Scale down the records below: copy every line, requests included, and multiply each x and y coordinate in the answers by 0.45, rounding to the nearest whole number with halves rounded up. Leave all other numbers unchanged.
──────
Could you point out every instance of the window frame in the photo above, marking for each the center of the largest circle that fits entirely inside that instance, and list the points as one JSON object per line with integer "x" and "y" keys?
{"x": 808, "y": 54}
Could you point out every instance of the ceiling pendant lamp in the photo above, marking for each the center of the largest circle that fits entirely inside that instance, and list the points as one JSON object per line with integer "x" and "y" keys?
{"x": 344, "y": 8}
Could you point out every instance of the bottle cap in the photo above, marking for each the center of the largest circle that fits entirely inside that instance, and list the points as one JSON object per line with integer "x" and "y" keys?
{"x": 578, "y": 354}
──────
__SOLVED EXERCISE__
Could you point out every instance of the window frame in the photo above, marking for each the center of the largest circle that fits entirely inside that instance, and list the points as one JSON object per line with integer "x" and "y" keys?
{"x": 364, "y": 24}
Could you point out every instance of the ceiling pendant lamp in the photo above, marking for each the center of the largest circle that fits entirely inside that instance, and list the points as one JSON object per line with integer "x" and "y" keys?
{"x": 155, "y": 4}
Could you point out every instance of the bottle cap in the photo above, marking for each the center of the largest circle that fits entirely inside that instance, and list the points as one JSON object per line with integer "x" and "y" keys?
{"x": 260, "y": 159}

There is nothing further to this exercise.